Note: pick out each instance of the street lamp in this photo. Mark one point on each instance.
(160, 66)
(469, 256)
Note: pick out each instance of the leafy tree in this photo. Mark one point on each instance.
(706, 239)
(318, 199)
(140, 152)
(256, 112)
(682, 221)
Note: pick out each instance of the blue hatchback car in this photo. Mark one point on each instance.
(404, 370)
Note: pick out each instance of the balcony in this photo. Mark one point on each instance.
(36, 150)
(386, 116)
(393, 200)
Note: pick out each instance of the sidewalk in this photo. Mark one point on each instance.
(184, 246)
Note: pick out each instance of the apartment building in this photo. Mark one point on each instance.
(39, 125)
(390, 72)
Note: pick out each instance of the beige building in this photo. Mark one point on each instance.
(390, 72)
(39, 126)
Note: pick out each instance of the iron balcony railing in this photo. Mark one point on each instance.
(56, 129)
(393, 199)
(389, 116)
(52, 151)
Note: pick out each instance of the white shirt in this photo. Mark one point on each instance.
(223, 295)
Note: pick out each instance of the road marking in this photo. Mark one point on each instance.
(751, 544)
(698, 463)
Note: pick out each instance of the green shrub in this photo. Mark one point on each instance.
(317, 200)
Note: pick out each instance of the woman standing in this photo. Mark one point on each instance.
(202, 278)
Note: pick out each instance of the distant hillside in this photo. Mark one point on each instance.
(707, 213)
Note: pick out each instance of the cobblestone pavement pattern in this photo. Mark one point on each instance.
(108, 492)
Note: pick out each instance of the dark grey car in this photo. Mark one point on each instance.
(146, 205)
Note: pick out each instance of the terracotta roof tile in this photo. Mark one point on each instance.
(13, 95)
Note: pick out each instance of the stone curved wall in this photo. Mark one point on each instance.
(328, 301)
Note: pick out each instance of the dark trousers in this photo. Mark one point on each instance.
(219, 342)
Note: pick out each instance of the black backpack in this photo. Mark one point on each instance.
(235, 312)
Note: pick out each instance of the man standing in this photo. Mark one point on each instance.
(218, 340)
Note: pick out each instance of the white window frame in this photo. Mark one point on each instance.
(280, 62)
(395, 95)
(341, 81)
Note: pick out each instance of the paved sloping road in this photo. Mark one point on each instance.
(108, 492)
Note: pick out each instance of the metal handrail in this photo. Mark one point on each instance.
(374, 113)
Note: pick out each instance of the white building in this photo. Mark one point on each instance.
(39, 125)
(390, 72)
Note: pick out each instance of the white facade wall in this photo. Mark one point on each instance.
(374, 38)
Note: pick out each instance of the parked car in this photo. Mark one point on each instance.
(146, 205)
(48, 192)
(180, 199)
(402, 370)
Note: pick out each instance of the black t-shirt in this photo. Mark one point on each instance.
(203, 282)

- **The request**
Set down all of the entries above again, word for word, without changing anything.

- **Problem solution**
Note: pick out each instance of the street lamp in this photo. Mark one point on each instance.
(160, 66)
(469, 256)
Note: pick out each instance of the leafy tree in this photo. Mark one point on each instance.
(706, 239)
(318, 199)
(140, 152)
(256, 112)
(682, 221)
Note: pick out each instance of the blue hatchback car in this photo. Mark one point on each instance.
(404, 370)
Note: pick out each instance of the balcony in this photo. Mark one point on each instance.
(36, 150)
(386, 116)
(393, 200)
Note: pick out each instance of the sidewalk in this photo. Mark one point on each instance.
(184, 246)
Note: pick out each instance of the apartment building in this photo. Mark one point on each instance.
(39, 125)
(390, 72)
Note: pick out each instance of the beige building in this photo. Mark one point on each instance.
(390, 72)
(39, 126)
Note: pick out each instance of the iron balcony railing in this photo. Mark one point on each instance.
(56, 129)
(393, 199)
(389, 116)
(52, 151)
Note: pick out each instance of the white shirt in this photo. Mark one point on each instance.
(223, 295)
Note: pick out each instance of the road marking in this photo. Mark one point on each instance.
(751, 544)
(698, 463)
Note: pick out each instance of the green shrub in this photo. Mark one point on each instance.
(317, 200)
Note: pick out each instance of the woman standing in this photo. Mark one point on each instance.
(202, 278)
Note: pick out each instance of the distant hillside in this photo. Mark one point on each instance.
(707, 213)
Note: pick out each instance of the cobblestone pavement pattern in this photo. Mark one point on each instance.
(108, 492)
Note: pick out each instance of the dark grey car in this photo. Mark one point on each instance.
(146, 205)
Note: pick out each instance of the terracotta roof tile in this photo. Mark one point on each instance.
(13, 95)
Note: pick out each instance of the stone curved wall in this photo. Mark one point on each instance.
(328, 301)
Note: pick out each instance of the dark trousers in this photo. Mark one point on each instance.
(219, 342)
Note: pick out each instance of the black backpack in this photo. Mark one point on each instance.
(235, 312)
Note: pick out each instance of the man standing in this photo. Mark one point on each instance.
(218, 340)
Note: pick out each instance of the white window frame in this photo. Mark one point on each instance.
(280, 62)
(395, 95)
(341, 81)
Note: pick out each instance of the paved sloping road in this photo. Mark one point on each instance.
(108, 492)
Note: pick out each instance of the metal handrail in this photo. Mark one point on each instance.
(374, 113)
Note: pick out each instance of the white building in this photo. Mark one point on each instance.
(39, 125)
(390, 72)
Note: pick out each instance of the white facade wall in this photo. Mark one point on each instance.
(374, 38)
Note: pick out each instance of the parked car in this photo. Mark one point on each instance.
(146, 205)
(48, 192)
(180, 199)
(402, 370)
Note: pick out each instance of the black t-shirt in this photo. Mark one point on each instance.
(203, 282)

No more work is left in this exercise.